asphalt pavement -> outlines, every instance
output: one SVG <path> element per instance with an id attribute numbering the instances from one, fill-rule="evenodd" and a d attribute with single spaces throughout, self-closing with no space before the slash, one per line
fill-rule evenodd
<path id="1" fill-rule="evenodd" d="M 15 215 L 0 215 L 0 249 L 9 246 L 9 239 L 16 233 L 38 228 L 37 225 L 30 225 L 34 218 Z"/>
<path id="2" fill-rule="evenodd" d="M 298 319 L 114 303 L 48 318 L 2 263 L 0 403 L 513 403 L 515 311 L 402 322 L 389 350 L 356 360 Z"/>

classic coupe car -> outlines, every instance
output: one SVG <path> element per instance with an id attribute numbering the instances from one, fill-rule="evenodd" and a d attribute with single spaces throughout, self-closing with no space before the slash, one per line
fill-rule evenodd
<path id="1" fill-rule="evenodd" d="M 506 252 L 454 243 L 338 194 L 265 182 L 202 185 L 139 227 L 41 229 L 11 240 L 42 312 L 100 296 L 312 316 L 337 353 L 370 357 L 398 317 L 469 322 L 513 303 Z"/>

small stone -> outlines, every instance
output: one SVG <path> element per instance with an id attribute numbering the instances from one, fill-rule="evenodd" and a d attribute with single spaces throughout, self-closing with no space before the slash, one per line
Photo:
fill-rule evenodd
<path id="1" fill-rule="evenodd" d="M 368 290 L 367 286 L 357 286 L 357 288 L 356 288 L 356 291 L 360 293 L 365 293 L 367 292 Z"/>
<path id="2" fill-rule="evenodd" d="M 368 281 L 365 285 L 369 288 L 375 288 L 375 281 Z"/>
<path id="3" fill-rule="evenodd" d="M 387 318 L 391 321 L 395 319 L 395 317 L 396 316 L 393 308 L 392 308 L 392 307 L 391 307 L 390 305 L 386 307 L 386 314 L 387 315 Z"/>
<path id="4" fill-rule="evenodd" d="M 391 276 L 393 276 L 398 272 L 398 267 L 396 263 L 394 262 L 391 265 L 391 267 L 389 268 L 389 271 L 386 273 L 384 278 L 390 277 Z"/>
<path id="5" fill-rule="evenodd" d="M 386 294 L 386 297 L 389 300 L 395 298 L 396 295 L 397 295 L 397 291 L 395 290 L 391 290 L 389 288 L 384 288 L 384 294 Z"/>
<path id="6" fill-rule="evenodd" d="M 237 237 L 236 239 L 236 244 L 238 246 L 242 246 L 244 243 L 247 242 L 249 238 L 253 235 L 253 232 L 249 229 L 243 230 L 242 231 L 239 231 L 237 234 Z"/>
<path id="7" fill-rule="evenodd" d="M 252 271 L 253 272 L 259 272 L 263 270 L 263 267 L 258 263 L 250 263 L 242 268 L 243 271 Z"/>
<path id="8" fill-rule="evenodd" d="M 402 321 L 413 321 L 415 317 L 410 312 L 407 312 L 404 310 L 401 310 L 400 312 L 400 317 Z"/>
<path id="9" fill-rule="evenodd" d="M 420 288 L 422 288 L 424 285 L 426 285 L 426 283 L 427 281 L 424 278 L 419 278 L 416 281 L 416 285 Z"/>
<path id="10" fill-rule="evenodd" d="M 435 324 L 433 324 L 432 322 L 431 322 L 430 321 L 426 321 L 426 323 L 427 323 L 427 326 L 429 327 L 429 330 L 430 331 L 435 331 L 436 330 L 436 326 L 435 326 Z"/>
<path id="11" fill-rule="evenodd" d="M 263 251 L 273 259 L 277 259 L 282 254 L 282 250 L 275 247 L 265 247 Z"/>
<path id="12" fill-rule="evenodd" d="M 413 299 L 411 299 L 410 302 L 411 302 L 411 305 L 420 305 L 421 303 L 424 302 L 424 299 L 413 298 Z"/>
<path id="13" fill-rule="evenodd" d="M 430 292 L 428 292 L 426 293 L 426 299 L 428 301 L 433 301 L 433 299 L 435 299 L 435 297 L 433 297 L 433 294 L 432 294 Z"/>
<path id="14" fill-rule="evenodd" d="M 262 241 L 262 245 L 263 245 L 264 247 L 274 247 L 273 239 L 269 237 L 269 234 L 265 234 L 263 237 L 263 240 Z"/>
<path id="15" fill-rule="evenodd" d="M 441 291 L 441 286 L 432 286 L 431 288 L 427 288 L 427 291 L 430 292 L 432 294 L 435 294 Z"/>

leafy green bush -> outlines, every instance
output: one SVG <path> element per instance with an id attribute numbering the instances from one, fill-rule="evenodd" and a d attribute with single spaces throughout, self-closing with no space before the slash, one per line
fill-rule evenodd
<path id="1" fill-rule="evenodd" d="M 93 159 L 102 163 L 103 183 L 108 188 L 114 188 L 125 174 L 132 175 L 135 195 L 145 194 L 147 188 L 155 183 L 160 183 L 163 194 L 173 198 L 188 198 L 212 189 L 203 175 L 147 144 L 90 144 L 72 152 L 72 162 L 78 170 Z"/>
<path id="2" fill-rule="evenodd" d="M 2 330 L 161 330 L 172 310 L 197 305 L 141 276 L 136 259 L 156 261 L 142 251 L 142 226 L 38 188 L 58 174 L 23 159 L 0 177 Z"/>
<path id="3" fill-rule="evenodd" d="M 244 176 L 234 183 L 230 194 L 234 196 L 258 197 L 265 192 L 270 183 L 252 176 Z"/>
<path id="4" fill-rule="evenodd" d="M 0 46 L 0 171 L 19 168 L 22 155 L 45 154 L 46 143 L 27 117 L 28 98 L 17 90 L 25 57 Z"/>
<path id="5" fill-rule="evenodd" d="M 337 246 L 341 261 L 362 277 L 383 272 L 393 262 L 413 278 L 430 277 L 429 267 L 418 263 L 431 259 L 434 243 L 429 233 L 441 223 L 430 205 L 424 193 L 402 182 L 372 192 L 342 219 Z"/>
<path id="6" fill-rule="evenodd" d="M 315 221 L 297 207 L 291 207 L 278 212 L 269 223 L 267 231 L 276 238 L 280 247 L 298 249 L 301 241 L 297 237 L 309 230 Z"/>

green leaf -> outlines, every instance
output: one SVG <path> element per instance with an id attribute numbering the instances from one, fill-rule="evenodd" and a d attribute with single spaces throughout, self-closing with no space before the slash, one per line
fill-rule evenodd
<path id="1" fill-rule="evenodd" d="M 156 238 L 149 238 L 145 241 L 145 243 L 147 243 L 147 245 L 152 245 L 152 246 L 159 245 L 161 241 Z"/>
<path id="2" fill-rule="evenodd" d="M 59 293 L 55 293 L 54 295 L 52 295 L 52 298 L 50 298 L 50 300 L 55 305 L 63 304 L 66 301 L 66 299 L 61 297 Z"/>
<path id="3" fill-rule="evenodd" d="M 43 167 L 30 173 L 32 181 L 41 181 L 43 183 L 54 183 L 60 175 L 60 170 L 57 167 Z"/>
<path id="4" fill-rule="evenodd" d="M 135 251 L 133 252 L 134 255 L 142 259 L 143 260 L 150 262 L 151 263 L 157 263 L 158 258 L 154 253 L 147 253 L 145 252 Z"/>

####################

● Your objective
Reproduce all of the records above line for line, changing nothing.

● Solved problem
asphalt pavement -> outlines, every instance
output: one SVG <path> element per instance with an id attribute numbering the instances from one, fill-rule="evenodd" and a d attribute with single spaces throughout, self-closing with no space before the slash, one per line
fill-rule evenodd
<path id="1" fill-rule="evenodd" d="M 15 215 L 0 215 L 0 249 L 9 246 L 9 239 L 16 233 L 38 228 L 37 225 L 30 225 L 34 218 Z"/>
<path id="2" fill-rule="evenodd" d="M 298 319 L 114 303 L 48 318 L 2 263 L 0 403 L 513 403 L 515 311 L 402 322 L 389 350 L 356 360 Z"/>

classic coupe car -> outlines, every instance
output: one SVG <path> element per instance with an id attribute numbering the instances from one, fill-rule="evenodd" and a d attribute with single spaces throughout, self-closing with no space before the slash, one per line
fill-rule evenodd
<path id="1" fill-rule="evenodd" d="M 506 252 L 454 243 L 338 194 L 265 182 L 202 185 L 139 227 L 41 229 L 11 240 L 42 312 L 100 296 L 312 316 L 337 353 L 370 357 L 398 317 L 469 322 L 513 303 Z"/>

small stone -> outlines, every instance
output: one SVG <path> element per instance with an id attribute numbering the instances from one, fill-rule="evenodd" and a d attribute with single spaces throughout, self-closing with no space before the slash, one per line
Photo:
fill-rule evenodd
<path id="1" fill-rule="evenodd" d="M 368 290 L 367 286 L 357 286 L 357 288 L 356 288 L 356 291 L 360 293 L 365 293 L 367 292 Z"/>
<path id="2" fill-rule="evenodd" d="M 368 281 L 365 285 L 369 288 L 375 288 L 375 281 Z"/>
<path id="3" fill-rule="evenodd" d="M 387 318 L 391 321 L 395 319 L 395 317 L 396 316 L 393 308 L 392 308 L 392 307 L 391 307 L 390 305 L 386 307 L 386 314 L 387 315 Z"/>
<path id="4" fill-rule="evenodd" d="M 391 276 L 393 276 L 398 272 L 398 267 L 396 263 L 394 262 L 391 265 L 391 267 L 389 268 L 389 271 L 386 273 L 384 278 L 390 277 Z"/>
<path id="5" fill-rule="evenodd" d="M 386 294 L 386 297 L 389 300 L 395 298 L 396 295 L 397 295 L 397 291 L 395 290 L 391 290 L 389 288 L 384 288 L 384 294 Z"/>
<path id="6" fill-rule="evenodd" d="M 237 237 L 236 239 L 236 244 L 238 246 L 242 246 L 244 243 L 247 242 L 249 238 L 253 235 L 253 232 L 249 229 L 243 230 L 242 231 L 239 231 L 237 234 Z"/>
<path id="7" fill-rule="evenodd" d="M 252 271 L 253 272 L 259 272 L 263 270 L 263 267 L 258 263 L 250 263 L 242 268 L 243 271 Z"/>
<path id="8" fill-rule="evenodd" d="M 402 321 L 413 321 L 415 317 L 410 312 L 407 312 L 404 310 L 401 310 L 400 312 L 400 317 Z"/>
<path id="9" fill-rule="evenodd" d="M 420 288 L 422 288 L 424 285 L 426 285 L 426 283 L 427 281 L 424 278 L 419 278 L 416 281 L 416 285 Z"/>
<path id="10" fill-rule="evenodd" d="M 435 324 L 433 324 L 432 322 L 431 322 L 430 321 L 426 321 L 426 323 L 427 323 L 427 326 L 429 327 L 429 330 L 430 331 L 435 331 L 436 330 L 436 326 L 435 326 Z"/>
<path id="11" fill-rule="evenodd" d="M 263 251 L 273 259 L 277 259 L 282 254 L 282 250 L 275 247 L 265 247 Z"/>
<path id="12" fill-rule="evenodd" d="M 413 299 L 411 299 L 410 302 L 411 302 L 411 305 L 420 305 L 421 303 L 424 302 L 424 299 L 413 298 Z"/>
<path id="13" fill-rule="evenodd" d="M 430 292 L 428 292 L 426 293 L 426 299 L 428 301 L 433 301 L 433 299 L 435 299 L 435 297 L 433 297 L 433 294 L 432 294 Z"/>
<path id="14" fill-rule="evenodd" d="M 262 241 L 262 245 L 263 245 L 264 247 L 274 247 L 273 239 L 269 237 L 269 234 L 265 234 L 263 237 L 263 240 Z"/>
<path id="15" fill-rule="evenodd" d="M 441 291 L 441 286 L 432 286 L 431 288 L 427 288 L 427 291 L 430 292 L 432 294 L 435 294 Z"/>

leafy green bush -> outlines, every instance
output: one SVG <path> element per instance with an id attribute numbering the instances from one, fill-rule="evenodd" and a d attribute with single spaces throughout, self-closing with no space before the slash, one per line
fill-rule evenodd
<path id="1" fill-rule="evenodd" d="M 93 159 L 102 163 L 103 183 L 108 188 L 114 188 L 125 174 L 132 175 L 135 195 L 145 194 L 147 188 L 155 183 L 160 183 L 163 194 L 173 198 L 188 198 L 212 189 L 203 175 L 147 144 L 90 144 L 72 152 L 72 162 L 78 170 Z"/>
<path id="2" fill-rule="evenodd" d="M 2 330 L 161 330 L 172 310 L 197 305 L 141 276 L 136 259 L 156 261 L 142 251 L 142 226 L 38 188 L 58 174 L 23 159 L 0 177 Z"/>
<path id="3" fill-rule="evenodd" d="M 244 176 L 234 183 L 230 194 L 234 196 L 258 197 L 265 192 L 270 183 L 252 176 Z"/>
<path id="4" fill-rule="evenodd" d="M 0 46 L 0 171 L 19 168 L 22 155 L 45 154 L 46 143 L 27 117 L 28 98 L 17 90 L 25 57 Z"/>
<path id="5" fill-rule="evenodd" d="M 337 246 L 341 261 L 362 277 L 383 272 L 393 262 L 413 278 L 430 277 L 429 267 L 418 263 L 431 259 L 434 243 L 429 233 L 441 223 L 430 205 L 424 193 L 402 182 L 372 192 L 342 219 Z"/>
<path id="6" fill-rule="evenodd" d="M 315 221 L 297 207 L 291 207 L 278 212 L 269 223 L 267 231 L 276 238 L 280 247 L 298 249 L 301 241 L 297 237 L 309 230 Z"/>

green leaf -> outlines, every instance
output: one SVG <path> element per instance with an id attribute numbering the instances from one, fill-rule="evenodd" and a d attribute with single spaces throughout, self-closing with no space before the slash, one per line
fill-rule evenodd
<path id="1" fill-rule="evenodd" d="M 156 238 L 149 238 L 145 241 L 145 243 L 147 243 L 147 245 L 152 245 L 152 246 L 159 245 L 161 241 Z"/>
<path id="2" fill-rule="evenodd" d="M 59 293 L 55 293 L 54 295 L 52 295 L 52 298 L 50 298 L 50 300 L 55 305 L 63 304 L 66 301 L 66 299 L 61 297 Z"/>
<path id="3" fill-rule="evenodd" d="M 43 167 L 30 173 L 32 181 L 41 181 L 43 183 L 54 183 L 60 175 L 60 170 L 57 167 Z"/>
<path id="4" fill-rule="evenodd" d="M 135 251 L 133 252 L 134 255 L 142 259 L 143 260 L 150 262 L 151 263 L 157 263 L 158 258 L 154 253 L 147 253 L 145 252 Z"/>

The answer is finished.